Please lay out every line of the records below as a JSON list of strings, one string per line, leaving out blank lines and any pictures.

# start of DATA PROVIDED

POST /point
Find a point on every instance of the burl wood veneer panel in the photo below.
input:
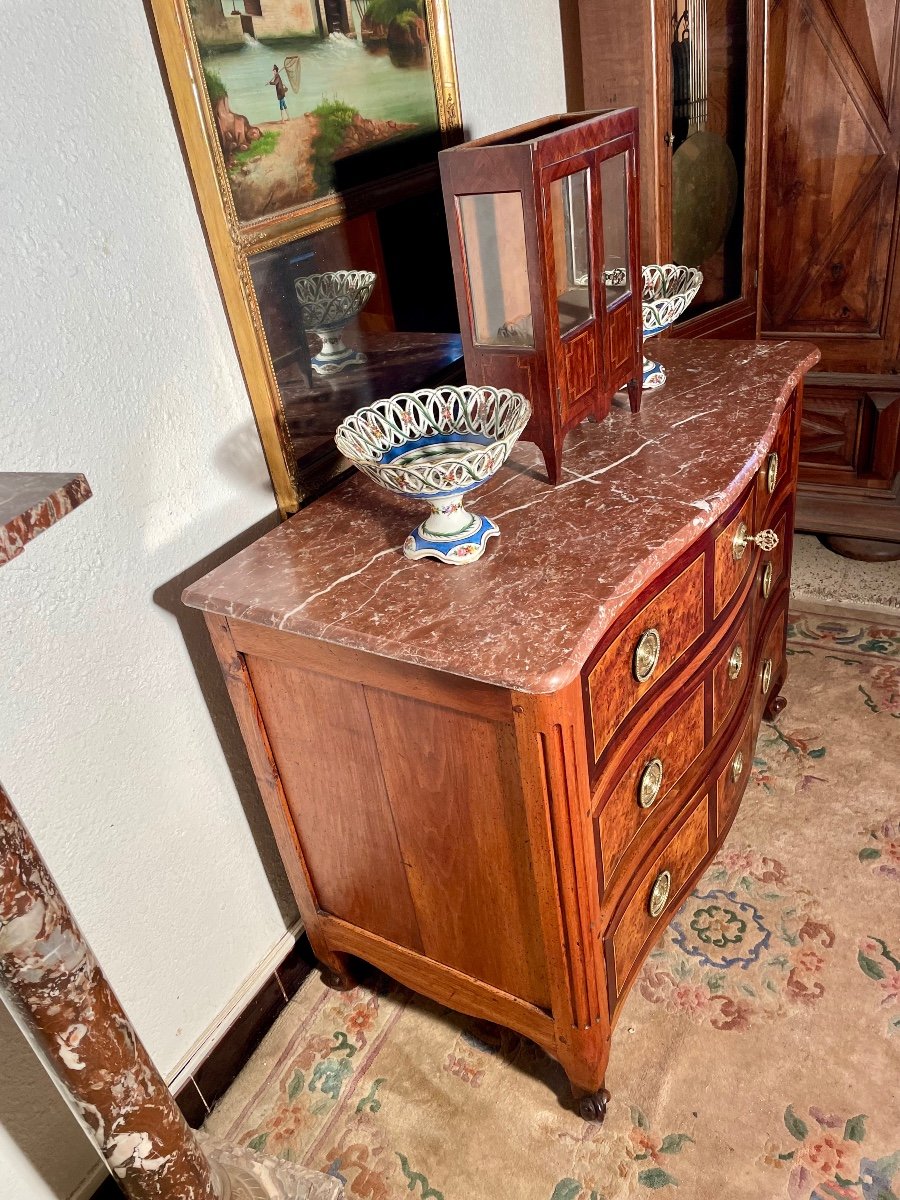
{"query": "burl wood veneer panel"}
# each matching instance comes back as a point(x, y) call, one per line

# end of DATA PROVIDED

=== TASK OUTPUT ===
[
  "POST /point",
  "Find a point on every instance of the burl wood veneer panel in the photo below.",
  "input:",
  "{\"query\": \"burl wood veneer panel\"}",
  "# each matching instance comes back as a point(x, y) call, one per line"
]